(Exercise details)
Transcribe the records below. Leave every line exactly as written.

(Material provided)
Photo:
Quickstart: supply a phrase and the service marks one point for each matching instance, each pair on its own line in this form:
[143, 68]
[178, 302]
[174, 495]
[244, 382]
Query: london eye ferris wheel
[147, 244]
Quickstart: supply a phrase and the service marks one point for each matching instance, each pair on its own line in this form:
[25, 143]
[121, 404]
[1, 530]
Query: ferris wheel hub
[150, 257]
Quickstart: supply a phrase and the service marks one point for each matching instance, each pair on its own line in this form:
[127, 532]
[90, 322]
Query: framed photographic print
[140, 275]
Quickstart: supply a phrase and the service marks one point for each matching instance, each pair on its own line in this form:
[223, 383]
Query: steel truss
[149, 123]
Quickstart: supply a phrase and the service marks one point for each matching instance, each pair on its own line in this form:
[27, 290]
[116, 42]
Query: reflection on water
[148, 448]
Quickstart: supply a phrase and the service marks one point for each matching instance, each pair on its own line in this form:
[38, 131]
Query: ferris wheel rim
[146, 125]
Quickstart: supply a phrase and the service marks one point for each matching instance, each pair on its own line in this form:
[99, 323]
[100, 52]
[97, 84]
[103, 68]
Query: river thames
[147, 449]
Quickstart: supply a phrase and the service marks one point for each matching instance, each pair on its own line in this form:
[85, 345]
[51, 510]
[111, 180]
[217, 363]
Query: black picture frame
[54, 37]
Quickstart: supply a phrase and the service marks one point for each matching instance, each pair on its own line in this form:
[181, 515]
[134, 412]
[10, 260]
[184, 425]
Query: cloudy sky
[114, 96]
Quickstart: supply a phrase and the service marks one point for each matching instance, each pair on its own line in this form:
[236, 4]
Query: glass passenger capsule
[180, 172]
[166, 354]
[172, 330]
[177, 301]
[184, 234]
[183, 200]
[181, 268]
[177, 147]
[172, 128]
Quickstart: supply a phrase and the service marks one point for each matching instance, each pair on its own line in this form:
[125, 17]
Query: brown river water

(Reply)
Photo:
Quickstart: supply a phrase and the service marks one point for each matching instance, each pair on its own line in this form:
[143, 68]
[178, 302]
[174, 495]
[244, 382]
Query: london eye ferris wheel
[147, 244]
Quickstart: supply a phrase and the service marks one point for each matching instance, each pair on its own line in this form:
[25, 143]
[121, 404]
[1, 530]
Query: ferris wheel hub
[150, 257]
Quickstart: supply a phrase and the service marks one point for each matching instance, each pair on its own line in this form:
[127, 532]
[90, 322]
Query: framed photographic print
[140, 275]
Quickstart: supply a phrase and the service marks one point for each matching instance, each pair on its own line in this form:
[223, 383]
Query: steel truss
[149, 123]
Quickstart: supply a phrase and the service marks one point for each matching instance, each pair on its own line in this form:
[27, 290]
[116, 42]
Query: reflection on water
[148, 448]
Quickstart: supply a phrase and the service marks one point for each matching instance, each pair on its own line in this form:
[38, 131]
Query: ferris wheel rim
[146, 125]
Quickstart: supply a phrase and the service marks one point for each matching instance, each pair on its own line in this form:
[99, 323]
[100, 52]
[97, 84]
[103, 68]
Query: river thames
[147, 449]
Quickstart: supply a phrase and the service marks one point for each matching instance, each pair on its own line in this form:
[85, 345]
[51, 510]
[111, 180]
[217, 363]
Query: black picture frame
[54, 37]
Quickstart: supply a phrase and the service marks one point for each matching instance, each pair on its own line in this form:
[181, 515]
[134, 412]
[10, 260]
[184, 425]
Query: cloudy sky
[114, 96]
Quickstart: supply a phrase and the service marks one point for each matching instance, each pair on its own line in this form:
[236, 4]
Query: glass passenger capsule
[180, 172]
[166, 354]
[172, 330]
[177, 301]
[184, 234]
[183, 200]
[181, 268]
[177, 147]
[172, 128]
Quickstart: supply a phrase and the service marks one point for each matching instance, each pair on its own line in this form:
[125, 17]
Query: brown river water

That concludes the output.